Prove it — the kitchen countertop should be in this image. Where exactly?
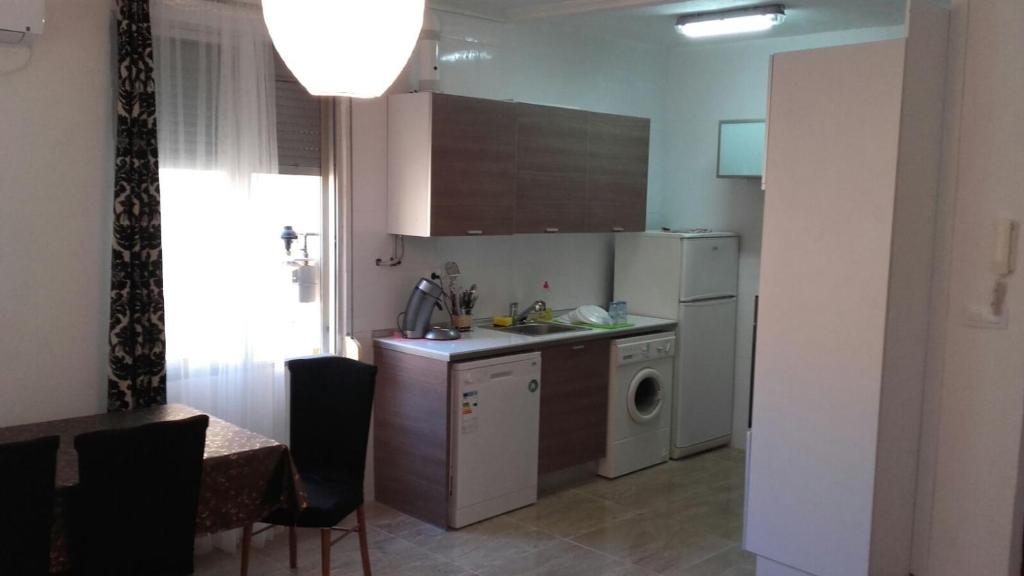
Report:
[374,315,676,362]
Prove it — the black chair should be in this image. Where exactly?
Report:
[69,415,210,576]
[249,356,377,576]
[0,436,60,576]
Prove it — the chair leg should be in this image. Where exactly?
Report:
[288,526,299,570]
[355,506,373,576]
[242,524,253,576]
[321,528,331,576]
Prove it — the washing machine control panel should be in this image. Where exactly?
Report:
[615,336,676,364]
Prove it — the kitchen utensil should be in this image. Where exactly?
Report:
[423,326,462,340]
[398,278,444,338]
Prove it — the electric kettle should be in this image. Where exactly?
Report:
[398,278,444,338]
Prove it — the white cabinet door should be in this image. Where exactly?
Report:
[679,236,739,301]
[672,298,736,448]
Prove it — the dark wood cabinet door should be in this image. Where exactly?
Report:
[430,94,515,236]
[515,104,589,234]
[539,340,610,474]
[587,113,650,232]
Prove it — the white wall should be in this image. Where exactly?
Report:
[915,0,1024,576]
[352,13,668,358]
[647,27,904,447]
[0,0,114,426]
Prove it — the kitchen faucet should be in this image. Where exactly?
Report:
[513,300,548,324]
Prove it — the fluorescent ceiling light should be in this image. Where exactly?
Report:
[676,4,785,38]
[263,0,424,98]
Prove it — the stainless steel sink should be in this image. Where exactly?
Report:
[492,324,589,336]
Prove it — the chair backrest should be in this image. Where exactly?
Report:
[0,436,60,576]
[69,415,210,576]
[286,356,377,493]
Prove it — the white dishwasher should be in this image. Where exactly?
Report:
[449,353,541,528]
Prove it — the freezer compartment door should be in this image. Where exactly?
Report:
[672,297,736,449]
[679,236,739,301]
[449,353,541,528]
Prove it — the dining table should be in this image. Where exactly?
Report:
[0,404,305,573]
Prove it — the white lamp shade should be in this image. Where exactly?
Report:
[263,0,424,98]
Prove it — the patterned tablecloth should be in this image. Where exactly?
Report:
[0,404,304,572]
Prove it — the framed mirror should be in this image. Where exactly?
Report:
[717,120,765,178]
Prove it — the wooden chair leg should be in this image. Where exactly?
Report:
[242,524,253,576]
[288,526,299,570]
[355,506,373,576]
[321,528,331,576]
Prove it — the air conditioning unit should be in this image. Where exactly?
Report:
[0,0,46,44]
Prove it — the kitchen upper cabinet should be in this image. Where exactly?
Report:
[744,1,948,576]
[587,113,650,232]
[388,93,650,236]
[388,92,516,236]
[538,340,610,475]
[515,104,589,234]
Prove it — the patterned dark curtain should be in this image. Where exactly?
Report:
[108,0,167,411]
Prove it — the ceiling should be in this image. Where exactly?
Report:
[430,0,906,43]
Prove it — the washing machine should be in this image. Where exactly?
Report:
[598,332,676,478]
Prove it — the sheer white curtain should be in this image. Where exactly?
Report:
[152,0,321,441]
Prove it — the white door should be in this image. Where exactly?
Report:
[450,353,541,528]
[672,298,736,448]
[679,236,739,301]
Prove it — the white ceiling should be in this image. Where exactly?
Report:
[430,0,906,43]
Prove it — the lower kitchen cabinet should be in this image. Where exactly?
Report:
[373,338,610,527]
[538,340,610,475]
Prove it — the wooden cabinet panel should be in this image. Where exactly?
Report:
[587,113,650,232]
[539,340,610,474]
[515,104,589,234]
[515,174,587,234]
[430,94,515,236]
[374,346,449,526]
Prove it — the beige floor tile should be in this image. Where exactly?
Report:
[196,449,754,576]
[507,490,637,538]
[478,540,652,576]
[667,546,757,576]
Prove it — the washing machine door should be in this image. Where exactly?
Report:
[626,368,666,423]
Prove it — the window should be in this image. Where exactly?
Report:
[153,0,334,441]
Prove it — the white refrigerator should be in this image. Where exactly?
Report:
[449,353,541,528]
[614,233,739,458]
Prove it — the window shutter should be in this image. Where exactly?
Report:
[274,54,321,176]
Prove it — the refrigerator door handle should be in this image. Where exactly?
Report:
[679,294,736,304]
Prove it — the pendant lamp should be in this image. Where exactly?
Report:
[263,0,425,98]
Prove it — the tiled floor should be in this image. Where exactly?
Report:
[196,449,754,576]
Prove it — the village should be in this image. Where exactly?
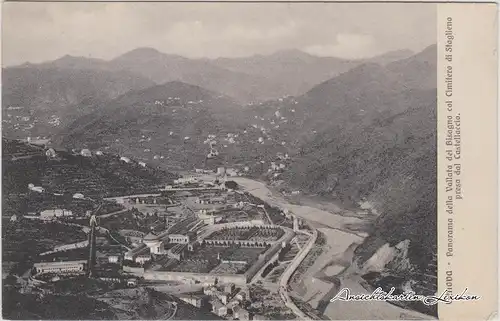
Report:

==

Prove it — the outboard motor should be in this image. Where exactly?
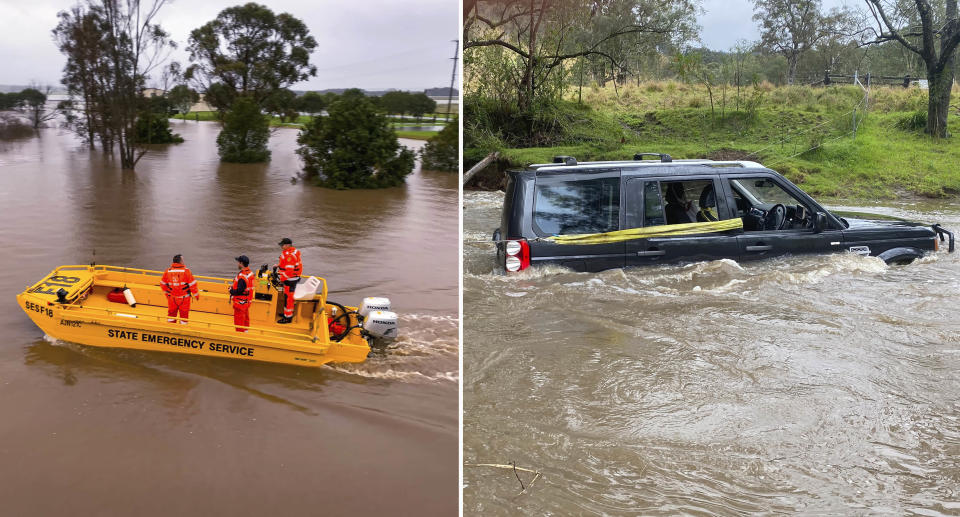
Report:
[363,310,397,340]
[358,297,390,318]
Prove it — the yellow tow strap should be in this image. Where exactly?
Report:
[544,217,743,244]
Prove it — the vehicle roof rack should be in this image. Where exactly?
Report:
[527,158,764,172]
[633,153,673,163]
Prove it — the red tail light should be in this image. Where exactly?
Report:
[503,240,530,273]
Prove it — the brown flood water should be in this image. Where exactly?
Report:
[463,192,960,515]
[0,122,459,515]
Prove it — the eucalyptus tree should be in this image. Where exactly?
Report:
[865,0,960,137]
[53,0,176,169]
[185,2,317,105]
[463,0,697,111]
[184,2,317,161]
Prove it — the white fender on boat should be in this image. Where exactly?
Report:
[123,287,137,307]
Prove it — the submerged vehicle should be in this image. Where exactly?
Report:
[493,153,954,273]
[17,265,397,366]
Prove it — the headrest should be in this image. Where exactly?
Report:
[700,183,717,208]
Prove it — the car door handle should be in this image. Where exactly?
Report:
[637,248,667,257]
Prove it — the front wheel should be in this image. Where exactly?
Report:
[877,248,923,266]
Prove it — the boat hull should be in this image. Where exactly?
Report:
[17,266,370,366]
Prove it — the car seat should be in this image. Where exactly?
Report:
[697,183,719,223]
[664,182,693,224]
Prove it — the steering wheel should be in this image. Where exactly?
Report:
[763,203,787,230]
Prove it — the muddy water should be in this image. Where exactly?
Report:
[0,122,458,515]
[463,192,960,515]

---

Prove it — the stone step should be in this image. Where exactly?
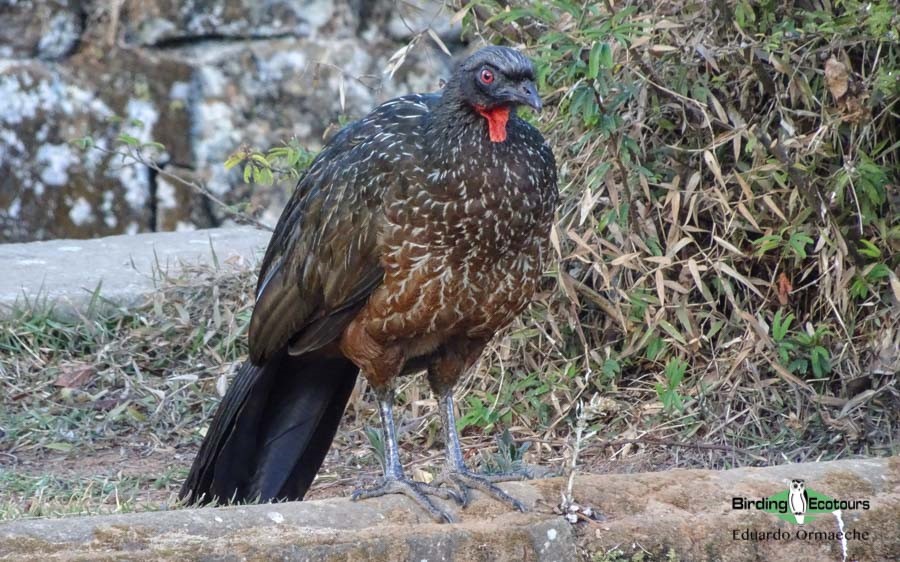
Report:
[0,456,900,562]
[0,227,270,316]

» **YOUR GOAL**
Please tally the lines of the data above that contain the string "refrigerator" and reply with the number alone. Matching is case-sensitive.

» **EXERCISE SOLUTION**
2